What to produce –
Reproduce the data below verbatim, keeping every line in its original order.

Information shown –
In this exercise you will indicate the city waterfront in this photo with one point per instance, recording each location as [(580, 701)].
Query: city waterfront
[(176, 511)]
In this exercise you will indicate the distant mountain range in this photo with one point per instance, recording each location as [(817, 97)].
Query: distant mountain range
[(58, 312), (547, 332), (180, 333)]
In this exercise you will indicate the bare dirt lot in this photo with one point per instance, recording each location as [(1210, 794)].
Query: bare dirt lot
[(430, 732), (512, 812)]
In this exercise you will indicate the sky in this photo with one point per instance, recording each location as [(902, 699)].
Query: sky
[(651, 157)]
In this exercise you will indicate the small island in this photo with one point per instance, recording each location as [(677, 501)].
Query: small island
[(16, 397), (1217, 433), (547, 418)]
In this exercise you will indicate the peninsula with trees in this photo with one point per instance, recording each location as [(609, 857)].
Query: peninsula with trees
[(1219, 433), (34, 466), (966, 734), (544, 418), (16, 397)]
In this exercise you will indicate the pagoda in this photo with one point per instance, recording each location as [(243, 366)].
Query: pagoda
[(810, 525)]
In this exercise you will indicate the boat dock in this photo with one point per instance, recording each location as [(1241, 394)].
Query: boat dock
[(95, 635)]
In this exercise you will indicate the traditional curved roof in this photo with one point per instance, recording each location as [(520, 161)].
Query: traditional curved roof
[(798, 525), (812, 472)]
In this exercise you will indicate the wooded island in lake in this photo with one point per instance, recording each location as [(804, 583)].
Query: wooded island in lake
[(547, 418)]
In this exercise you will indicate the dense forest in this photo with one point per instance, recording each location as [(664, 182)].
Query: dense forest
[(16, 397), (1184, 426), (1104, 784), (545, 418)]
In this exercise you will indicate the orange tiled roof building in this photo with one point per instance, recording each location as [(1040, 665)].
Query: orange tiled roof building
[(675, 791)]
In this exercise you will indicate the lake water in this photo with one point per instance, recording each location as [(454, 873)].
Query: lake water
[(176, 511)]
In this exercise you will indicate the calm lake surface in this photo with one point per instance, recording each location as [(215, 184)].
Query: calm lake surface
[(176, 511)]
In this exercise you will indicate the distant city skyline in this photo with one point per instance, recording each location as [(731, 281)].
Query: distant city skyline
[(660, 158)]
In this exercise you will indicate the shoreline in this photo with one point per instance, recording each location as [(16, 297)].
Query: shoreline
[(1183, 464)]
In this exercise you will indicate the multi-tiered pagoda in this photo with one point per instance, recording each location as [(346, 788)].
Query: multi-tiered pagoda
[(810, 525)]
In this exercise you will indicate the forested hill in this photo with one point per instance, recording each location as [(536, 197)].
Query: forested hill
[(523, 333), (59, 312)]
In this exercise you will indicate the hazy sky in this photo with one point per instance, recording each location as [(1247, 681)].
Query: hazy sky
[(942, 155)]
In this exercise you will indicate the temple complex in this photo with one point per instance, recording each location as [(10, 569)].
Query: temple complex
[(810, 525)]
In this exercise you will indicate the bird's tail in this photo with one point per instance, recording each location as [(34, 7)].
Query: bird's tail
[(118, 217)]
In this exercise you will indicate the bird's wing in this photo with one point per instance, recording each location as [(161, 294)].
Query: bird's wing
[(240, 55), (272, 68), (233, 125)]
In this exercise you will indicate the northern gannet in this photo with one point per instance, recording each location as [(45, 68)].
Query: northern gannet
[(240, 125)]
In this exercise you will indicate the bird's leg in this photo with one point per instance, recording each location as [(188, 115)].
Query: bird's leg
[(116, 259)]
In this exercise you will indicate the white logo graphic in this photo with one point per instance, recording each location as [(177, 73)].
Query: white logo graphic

Written solution –
In this exercise you will indicate the city waterfront in this photo with one point per instance, recording each location as [(580, 701)].
Query: city waterfront
[(176, 511)]
In this exercise you will indicate the distant mountain range in this photo with one point per instance, recording each location as [(817, 97)].
Query: distant mountain range
[(58, 312), (547, 332), (180, 333)]
In this exercise you will indicate the bare dirt lot in this photo with one point per instance, recording each location as [(1210, 794)].
Query: bare dirt lot
[(430, 732), (512, 812)]
In this exercise you will indicate the sky in this photo with one point per instance, recording each location as [(902, 699)].
Query: sky
[(651, 157)]
In this exercise you will indicate the small island in this photo with one point per instance, recording each location as [(677, 501)].
Query: small island
[(16, 397), (1217, 433), (547, 418)]
In this exercise you will indicate the peninsula with trees in this photo with one point per instance, recording each location as [(609, 857)].
Query: peninsula with trees
[(1219, 433), (34, 466), (966, 734), (544, 418), (16, 397)]
In this exercise you will indicate the pagoda in this photo with one point per instance, recording each location as [(243, 366)].
Query: pagoda
[(810, 525)]
In this exercise you will indicate the boat dock in this photo with one point per instance, recording each location as [(1241, 394)].
Query: boat dock
[(95, 635)]
In this exercise you will indicate the traditional curved roof in this photo with one point per instance, recording each location as [(520, 161)].
Query: traditional curved roof
[(798, 525), (812, 472)]
In this exercise you will indicate the wooded island in lake in this photo with one point per instance, recording each location as [(804, 583)].
Query: wooded island in lake
[(547, 418)]
In this exercise you will indicate the dense forest in this photo with one point per instance, recording each location as [(664, 182)].
Query: dense forest
[(16, 397), (1184, 426), (1104, 784), (545, 418)]
In this exercise you will indicate the orange tiled roof building in this photo with one point per instance, recording each location as [(1040, 665)].
Query: orange tiled roof building
[(675, 791)]
In this exercise you will indicate the lake water in this photo with one point per instance, recording each location as [(454, 873)].
Query: lake water
[(176, 511)]
In this exercise you will indicate the calm lake surface in this photo with one point per instance, recording each location as [(215, 184)].
Query: calm lake surface
[(176, 511)]
In this exercise you will indicate the distant city skyline in this photo with one point per instance, recording each location as [(731, 281)].
Query: distant city skyline
[(660, 158)]
In this exercise you will indicate the shoreline in this photo with one point per instance, recording each location as [(16, 297)].
Query: shoreline
[(1183, 464)]
In this exercise you will indicate the multi-tiered pagoda in this photo with one point per instance, recording each location as [(346, 788)].
Query: multi-tiered pagoda
[(810, 525)]
In this exercise you will indicate the forested hill in this photo with one point per instance, recording each location as [(536, 197)].
Query: forested hill
[(523, 333), (59, 312)]
In this exercise you will indicate the hazy sky in this photo with one point per instance, recording each location as [(1247, 681)].
Query: hazy sky
[(942, 155)]
In this exercise you will indicate the temple complex in this photo with one point per instance, recording each location as [(10, 569)].
Query: temple complex
[(810, 525)]
In this exercise you will indicate the bird's tail in this photo with one point per instance, recording each location as [(34, 7)].
Query: bird's tail
[(118, 217)]
In this exercise you will indicate the bird's wing in this photo with one point per instance, recording each location as [(161, 294)].
Query: bird's wing
[(240, 55), (272, 68), (233, 125)]
In this exercise you will indicate the northern gannet in this photo with one point per instance, recording each location as [(45, 68)].
Query: northern gannet
[(240, 125)]
In this exercise you will indicate the bird's leg in this photo with one point per instance, recording each location as [(188, 115)].
Query: bird's leg
[(116, 259)]
In this exercise you will indicate the white logo graphic in this photo with one point per instance, recording each location as [(177, 73)].
Query: white logo graphic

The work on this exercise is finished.